** Begin Material to process **

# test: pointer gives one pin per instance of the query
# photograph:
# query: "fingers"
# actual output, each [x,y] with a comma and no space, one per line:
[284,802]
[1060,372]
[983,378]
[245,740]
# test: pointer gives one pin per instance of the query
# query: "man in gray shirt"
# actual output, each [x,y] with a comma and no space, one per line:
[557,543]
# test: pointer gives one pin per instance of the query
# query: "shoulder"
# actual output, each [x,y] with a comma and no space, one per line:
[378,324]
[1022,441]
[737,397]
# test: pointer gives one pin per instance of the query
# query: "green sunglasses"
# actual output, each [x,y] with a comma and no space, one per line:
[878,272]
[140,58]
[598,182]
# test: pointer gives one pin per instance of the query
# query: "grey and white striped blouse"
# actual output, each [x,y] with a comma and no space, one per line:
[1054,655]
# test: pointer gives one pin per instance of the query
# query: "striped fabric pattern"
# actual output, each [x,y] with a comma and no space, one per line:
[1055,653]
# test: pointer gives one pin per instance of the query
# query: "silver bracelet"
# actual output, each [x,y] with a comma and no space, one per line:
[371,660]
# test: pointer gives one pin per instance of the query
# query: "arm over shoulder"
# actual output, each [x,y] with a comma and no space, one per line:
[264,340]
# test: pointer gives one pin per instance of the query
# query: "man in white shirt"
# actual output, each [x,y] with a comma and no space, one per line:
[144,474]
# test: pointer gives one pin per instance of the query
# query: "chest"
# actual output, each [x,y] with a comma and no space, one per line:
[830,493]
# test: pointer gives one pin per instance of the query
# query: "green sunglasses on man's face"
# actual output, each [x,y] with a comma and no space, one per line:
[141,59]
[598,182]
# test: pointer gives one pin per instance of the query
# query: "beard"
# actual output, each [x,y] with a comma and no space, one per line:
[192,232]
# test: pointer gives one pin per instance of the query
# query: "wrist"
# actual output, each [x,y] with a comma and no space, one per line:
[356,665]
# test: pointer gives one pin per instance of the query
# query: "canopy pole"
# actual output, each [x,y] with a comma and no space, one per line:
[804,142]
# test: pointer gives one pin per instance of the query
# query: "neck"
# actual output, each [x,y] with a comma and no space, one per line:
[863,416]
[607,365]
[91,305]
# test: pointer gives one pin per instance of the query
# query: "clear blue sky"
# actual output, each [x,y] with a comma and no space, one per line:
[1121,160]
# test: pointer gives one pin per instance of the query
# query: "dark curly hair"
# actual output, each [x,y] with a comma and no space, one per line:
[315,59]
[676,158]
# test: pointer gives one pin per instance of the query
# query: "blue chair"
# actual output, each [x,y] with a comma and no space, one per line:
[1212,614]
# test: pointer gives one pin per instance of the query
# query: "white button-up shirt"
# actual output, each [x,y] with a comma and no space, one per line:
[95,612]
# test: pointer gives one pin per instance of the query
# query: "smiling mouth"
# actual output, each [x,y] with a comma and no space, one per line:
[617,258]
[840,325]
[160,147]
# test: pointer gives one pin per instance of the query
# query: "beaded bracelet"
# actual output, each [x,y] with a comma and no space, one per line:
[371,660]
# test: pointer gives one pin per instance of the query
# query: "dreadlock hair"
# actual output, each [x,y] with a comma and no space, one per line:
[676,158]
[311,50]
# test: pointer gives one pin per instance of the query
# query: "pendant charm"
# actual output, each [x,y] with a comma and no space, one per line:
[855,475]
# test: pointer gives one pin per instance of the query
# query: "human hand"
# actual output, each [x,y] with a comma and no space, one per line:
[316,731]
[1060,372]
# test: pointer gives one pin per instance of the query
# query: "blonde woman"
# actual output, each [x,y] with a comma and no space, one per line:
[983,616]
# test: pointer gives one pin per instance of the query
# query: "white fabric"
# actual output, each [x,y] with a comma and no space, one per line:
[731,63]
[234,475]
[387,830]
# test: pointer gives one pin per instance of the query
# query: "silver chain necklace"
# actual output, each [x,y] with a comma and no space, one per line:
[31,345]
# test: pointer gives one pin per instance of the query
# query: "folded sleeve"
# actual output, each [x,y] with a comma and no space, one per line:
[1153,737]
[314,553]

** End Material to process **
** Begin Material to process **

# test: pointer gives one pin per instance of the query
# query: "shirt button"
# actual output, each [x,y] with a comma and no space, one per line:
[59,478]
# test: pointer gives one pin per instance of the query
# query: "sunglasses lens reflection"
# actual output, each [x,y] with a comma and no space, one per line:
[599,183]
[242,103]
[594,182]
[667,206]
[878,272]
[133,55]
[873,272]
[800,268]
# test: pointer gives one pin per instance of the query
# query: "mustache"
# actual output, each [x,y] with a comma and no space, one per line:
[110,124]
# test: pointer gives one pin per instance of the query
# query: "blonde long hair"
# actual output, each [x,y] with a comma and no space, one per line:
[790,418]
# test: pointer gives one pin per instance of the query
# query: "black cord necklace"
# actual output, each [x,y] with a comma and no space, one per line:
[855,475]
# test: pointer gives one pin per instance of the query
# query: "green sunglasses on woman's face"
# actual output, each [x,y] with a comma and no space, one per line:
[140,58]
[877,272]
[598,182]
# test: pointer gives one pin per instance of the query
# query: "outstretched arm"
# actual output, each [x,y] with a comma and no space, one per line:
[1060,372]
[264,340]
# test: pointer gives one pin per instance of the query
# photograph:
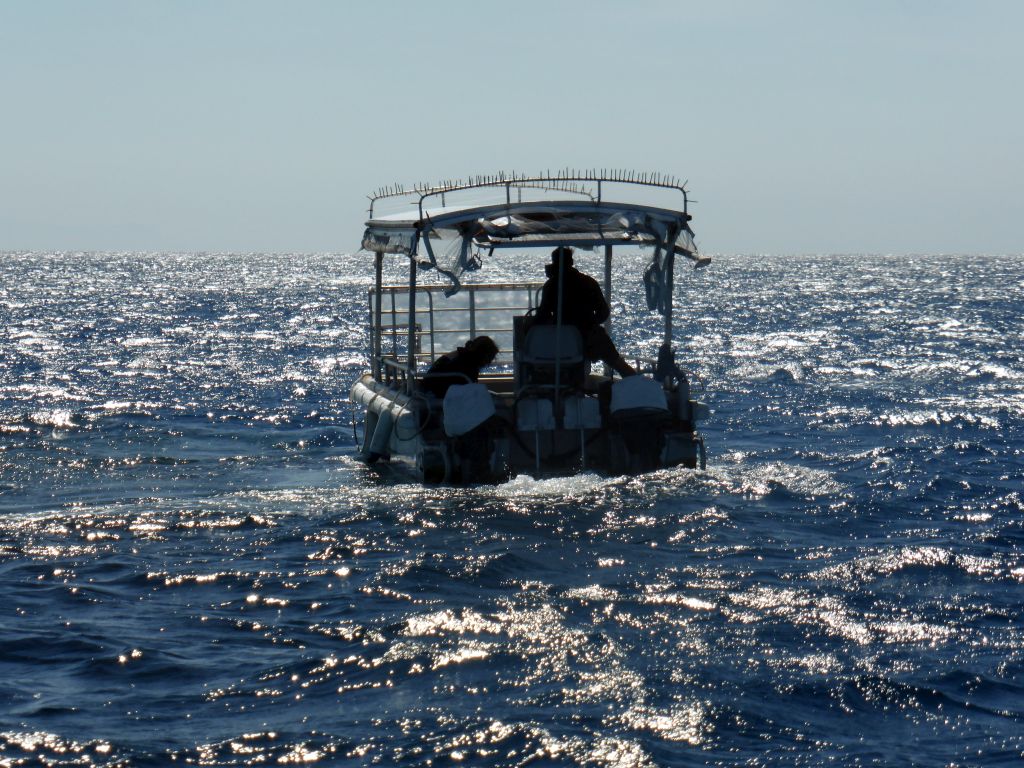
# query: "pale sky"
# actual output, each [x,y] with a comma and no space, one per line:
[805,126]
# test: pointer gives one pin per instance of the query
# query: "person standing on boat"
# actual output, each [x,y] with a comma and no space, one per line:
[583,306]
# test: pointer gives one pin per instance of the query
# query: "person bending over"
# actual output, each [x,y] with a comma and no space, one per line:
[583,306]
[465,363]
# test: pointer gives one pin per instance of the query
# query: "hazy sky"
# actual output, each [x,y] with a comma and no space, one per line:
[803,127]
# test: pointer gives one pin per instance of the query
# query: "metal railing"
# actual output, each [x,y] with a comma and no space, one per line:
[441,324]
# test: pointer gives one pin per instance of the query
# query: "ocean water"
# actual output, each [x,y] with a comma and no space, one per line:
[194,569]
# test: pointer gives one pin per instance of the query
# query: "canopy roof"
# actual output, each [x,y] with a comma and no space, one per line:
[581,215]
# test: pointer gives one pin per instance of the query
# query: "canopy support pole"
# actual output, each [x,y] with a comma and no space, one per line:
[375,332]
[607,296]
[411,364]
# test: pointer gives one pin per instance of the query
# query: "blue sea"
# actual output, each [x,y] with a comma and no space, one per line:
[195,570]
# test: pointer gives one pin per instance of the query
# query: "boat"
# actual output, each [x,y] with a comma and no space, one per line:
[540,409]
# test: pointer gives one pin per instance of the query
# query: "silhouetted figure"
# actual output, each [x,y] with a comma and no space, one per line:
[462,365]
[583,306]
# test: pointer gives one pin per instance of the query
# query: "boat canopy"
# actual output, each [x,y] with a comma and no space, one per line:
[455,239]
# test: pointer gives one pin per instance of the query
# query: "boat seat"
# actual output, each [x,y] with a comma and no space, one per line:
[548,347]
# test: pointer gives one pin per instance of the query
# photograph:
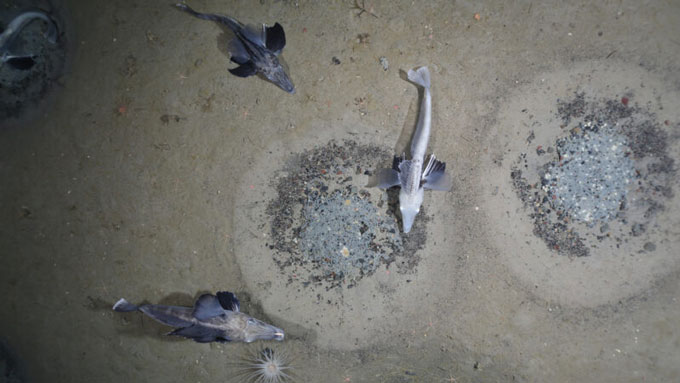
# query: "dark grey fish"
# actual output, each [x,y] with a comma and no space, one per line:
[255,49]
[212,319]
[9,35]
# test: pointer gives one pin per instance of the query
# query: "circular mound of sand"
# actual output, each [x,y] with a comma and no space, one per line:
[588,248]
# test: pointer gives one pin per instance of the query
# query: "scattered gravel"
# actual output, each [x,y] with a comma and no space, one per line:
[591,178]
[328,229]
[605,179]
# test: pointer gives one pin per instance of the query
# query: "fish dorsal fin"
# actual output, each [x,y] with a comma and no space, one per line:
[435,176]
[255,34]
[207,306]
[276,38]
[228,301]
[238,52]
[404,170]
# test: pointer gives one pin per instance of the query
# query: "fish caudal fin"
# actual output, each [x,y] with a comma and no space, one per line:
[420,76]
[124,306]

** End Material to process **

Pull out each line of the material above in which the word "over" appears, and copy those lines.

▸ The output:
# query: "arm over shoulder"
# query: "person bending over"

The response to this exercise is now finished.